Work request:
Output each entry verbatim.

Dataset records:

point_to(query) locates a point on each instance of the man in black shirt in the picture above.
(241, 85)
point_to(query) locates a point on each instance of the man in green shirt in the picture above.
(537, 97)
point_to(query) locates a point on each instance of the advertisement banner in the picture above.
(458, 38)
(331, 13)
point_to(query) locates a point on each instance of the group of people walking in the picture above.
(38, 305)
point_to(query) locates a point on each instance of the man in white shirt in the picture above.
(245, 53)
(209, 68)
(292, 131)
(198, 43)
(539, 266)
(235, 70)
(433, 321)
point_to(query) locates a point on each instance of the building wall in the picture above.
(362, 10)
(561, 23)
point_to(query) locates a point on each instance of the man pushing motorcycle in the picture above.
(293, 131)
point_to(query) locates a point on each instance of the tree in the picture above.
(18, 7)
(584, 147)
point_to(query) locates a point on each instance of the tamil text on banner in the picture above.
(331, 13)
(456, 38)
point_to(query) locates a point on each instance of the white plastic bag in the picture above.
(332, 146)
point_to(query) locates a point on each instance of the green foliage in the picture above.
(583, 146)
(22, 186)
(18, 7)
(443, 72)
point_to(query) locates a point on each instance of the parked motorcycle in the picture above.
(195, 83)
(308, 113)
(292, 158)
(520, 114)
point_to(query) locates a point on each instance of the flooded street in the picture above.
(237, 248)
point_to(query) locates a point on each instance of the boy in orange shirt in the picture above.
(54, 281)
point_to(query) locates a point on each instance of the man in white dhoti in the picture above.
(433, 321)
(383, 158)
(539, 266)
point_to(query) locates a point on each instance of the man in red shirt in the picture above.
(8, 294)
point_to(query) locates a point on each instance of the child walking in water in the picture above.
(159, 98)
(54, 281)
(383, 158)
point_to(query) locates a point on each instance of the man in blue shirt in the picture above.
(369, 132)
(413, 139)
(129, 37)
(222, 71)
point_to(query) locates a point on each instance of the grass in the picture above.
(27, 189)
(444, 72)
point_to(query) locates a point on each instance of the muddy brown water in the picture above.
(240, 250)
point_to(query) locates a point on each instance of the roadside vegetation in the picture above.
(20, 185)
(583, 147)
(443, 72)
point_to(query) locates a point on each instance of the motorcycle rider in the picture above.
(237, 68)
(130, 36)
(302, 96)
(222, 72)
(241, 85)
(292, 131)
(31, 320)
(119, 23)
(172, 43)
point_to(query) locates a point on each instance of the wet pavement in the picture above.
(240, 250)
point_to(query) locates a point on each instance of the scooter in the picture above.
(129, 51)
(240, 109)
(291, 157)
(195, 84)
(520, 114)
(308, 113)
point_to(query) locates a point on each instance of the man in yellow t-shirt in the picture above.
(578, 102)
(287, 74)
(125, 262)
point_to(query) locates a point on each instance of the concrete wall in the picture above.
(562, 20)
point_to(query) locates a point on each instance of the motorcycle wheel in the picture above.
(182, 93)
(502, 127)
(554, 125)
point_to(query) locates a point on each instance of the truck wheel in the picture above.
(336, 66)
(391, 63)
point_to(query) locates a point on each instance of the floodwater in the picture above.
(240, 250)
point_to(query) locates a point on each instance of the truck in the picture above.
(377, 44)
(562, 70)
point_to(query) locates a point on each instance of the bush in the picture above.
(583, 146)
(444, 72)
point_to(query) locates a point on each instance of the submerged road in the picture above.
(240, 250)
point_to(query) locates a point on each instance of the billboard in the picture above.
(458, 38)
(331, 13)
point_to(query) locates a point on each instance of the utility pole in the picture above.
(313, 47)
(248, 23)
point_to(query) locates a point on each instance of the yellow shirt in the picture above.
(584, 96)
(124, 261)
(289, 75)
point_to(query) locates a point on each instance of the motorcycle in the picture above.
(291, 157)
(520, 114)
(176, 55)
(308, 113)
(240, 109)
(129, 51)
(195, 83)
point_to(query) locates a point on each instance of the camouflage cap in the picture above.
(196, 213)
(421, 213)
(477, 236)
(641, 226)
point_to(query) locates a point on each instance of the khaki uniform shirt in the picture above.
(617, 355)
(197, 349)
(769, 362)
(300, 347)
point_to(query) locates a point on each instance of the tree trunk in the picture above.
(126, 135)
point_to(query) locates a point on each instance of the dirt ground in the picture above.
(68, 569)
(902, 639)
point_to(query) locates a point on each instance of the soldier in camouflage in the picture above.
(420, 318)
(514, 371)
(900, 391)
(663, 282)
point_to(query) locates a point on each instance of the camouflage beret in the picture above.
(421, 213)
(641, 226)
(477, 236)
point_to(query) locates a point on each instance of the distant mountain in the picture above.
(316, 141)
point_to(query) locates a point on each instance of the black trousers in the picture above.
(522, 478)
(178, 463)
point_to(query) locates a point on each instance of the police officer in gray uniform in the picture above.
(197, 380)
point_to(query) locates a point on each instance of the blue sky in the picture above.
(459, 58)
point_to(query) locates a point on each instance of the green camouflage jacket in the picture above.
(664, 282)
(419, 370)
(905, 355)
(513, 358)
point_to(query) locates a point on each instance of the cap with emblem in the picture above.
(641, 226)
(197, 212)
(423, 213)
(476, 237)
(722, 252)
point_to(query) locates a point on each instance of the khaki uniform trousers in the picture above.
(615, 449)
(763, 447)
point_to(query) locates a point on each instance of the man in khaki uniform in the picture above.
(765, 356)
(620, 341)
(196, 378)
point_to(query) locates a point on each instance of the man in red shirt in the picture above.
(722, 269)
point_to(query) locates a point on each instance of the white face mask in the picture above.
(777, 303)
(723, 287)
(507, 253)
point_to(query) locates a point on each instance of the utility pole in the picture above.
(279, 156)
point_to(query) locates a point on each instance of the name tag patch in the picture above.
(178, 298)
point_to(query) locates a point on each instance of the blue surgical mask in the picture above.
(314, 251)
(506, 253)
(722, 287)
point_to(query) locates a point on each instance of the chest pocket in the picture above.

Output for this exercise:
point_to(query) locates a point on each instance of the man in black shirt in the picture above.
(241, 85)
point_to(query) locates a point on each instance of the man in green shirt in the picture above.
(537, 97)
point_to(query) locates a point on each instance of the advertisement banner in the picture above.
(458, 38)
(331, 13)
point_to(query) locates a point on each instance of the group of people walking in the picture above.
(38, 305)
point_to(query) locates a point on each instance of the man in white shirt in the picture above.
(245, 53)
(209, 68)
(292, 131)
(198, 43)
(539, 266)
(235, 70)
(433, 321)
point_to(query) locates a point on each instance of the building wall in the picture above.
(362, 10)
(561, 23)
point_to(query) locates a point on each instance of the man pushing motorcycle in the picture above.
(293, 131)
point_to(query) locates a point on each instance of the tree in the picture above.
(18, 7)
(584, 147)
point_to(query) locates a point on each instance of the tamil text on banner in the picture above.
(331, 13)
(456, 38)
point_to(query) locates a point on each instance of the white plastic bag in the picture above.
(332, 146)
point_to(query) locates a point on each instance of the green foliage in the picture above.
(583, 146)
(22, 186)
(18, 7)
(443, 72)
point_to(query) locates a point on each instance of the parked motorcycle in the picture above.
(195, 83)
(308, 113)
(292, 158)
(520, 114)
point_to(query) locates a point on each instance of the flooded street in the picture above.
(237, 248)
point_to(query) locates a point on each instance of the boy in orange shirt in the picture above.
(54, 281)
point_to(query) locates a point on each instance of the man in white dhoti in the picture above.
(433, 321)
(383, 158)
(539, 266)
point_to(query) locates a point on each instance of the man in red shirt in the picture above.
(8, 294)
point_to(query) locates a point on each instance of the child walking in water in the picture above.
(159, 98)
(54, 281)
(383, 158)
point_to(query) locates a point on each instance of the man in blue shirt in the picture above.
(369, 132)
(413, 139)
(129, 37)
(222, 71)
point_to(query) locates a point on each instance of the grass in the picture above.
(27, 189)
(444, 72)
point_to(query) locates a point on each instance of the muddy brown water in the picture above.
(240, 250)
point_to(query) locates a point on each instance of the roadside vegetation in the picture above.
(20, 185)
(583, 147)
(443, 72)
point_to(query) locates a point on each instance of the motorcycle rider in the picture above.
(237, 68)
(130, 36)
(302, 96)
(222, 72)
(241, 85)
(292, 131)
(31, 320)
(119, 23)
(172, 43)
point_to(query) locates a point on each instance of the wet pavement in the picture above.
(240, 250)
point_to(query) locates a point on each instance of the scooter in the picture above.
(129, 51)
(240, 109)
(291, 157)
(195, 84)
(520, 114)
(308, 113)
point_to(query) locates a point on each instance of the man in yellow t-shirt in the picture above.
(578, 102)
(287, 74)
(125, 262)
point_to(query) locates a point on each instance of the concrete wall in the picture above.
(562, 20)
point_to(query) locates a point on each instance of the motorcycle wheel in the picture above.
(182, 93)
(502, 127)
(554, 125)
point_to(query) locates a point on each instance of the truck wheel in the picture above.
(336, 66)
(391, 63)
point_to(query) locates a point on each instance of the floodwater in the picture above.
(240, 250)
point_to(query) locates a point on each instance of the truck in the picture above.
(377, 44)
(562, 70)
point_to(query) locates a point on each instance of the bush in the picture above.
(583, 146)
(444, 72)
point_to(query) locates a point on each instance of the submerged road in the picture above.
(240, 250)
point_to(query) locates a point on each instance of the billboard in the picture above.
(458, 38)
(331, 13)
point_to(query) locates a point on each instance of the utility pole in the picture above.
(313, 47)
(248, 23)
point_to(query) locates a point on each instance of the yellow shirt in the picture above.
(584, 96)
(124, 261)
(289, 75)
point_to(query) locates a point on each instance of the motorcycle in the picture above.
(291, 157)
(520, 114)
(176, 55)
(308, 113)
(240, 109)
(129, 51)
(195, 83)
point_to(query) locates a point on each instance of the camouflage cap in the picture above.
(196, 213)
(421, 213)
(477, 236)
(641, 226)
point_to(query) locates a point on each instance of the khaki uniform shirt in the picture above.
(617, 355)
(197, 349)
(769, 362)
(300, 347)
point_to(query) locates a point on each instance of the tree trunk in the picture above.
(126, 135)
point_to(query) locates a point on each instance of the dirt ground in the picture above.
(68, 569)
(902, 639)
point_to(query) locates a point on each instance of the soldier in camouflage in the picture above.
(420, 318)
(514, 371)
(900, 391)
(663, 282)
point_to(query) locates a point on each instance of the camouflage beret in the picture above.
(421, 213)
(641, 226)
(477, 236)
point_to(query) locates a point on each instance of the distant mountain in the picture above.
(316, 141)
point_to(query) locates a point on each instance of the black trousers in the picture above.
(522, 478)
(178, 463)
point_to(query) locates a point on each instance of the police officer in gray uniform in the picture above.
(197, 380)
point_to(query) locates a point on each instance of the blue sky in the picture above.
(459, 58)
point_to(query) locates a point on each instance of the green camouflage jacket in the picture above.
(664, 282)
(419, 370)
(905, 355)
(513, 358)
point_to(query) locates a point on each instance of the cap with emblem in the picture above.
(641, 226)
(197, 212)
(423, 213)
(476, 237)
(722, 252)
point_to(query) locates a point on each instance of the khaki uniform trousers in the picture above.
(615, 449)
(763, 447)
point_to(query) locates a point on each instance of the man in khaki uniform in the picture above.
(765, 356)
(620, 341)
(196, 378)
point_to(query) locates a point on each instance of the man in red shirt in the picture above.
(722, 269)
point_to(query) locates a point on each instance of the white face mask in the picture above.
(777, 303)
(723, 287)
(507, 253)
point_to(query) locates a point on each instance of the utility pole in the picture above.
(279, 156)
point_to(query) locates a point on each instance of the name tag patch in the picture above.
(178, 298)
point_to(query) locates a point on each instance of the blue surgical mask in the picture above.
(314, 251)
(506, 253)
(722, 287)
point_to(query) locates a point on each instance of the chest pocket in the picture above.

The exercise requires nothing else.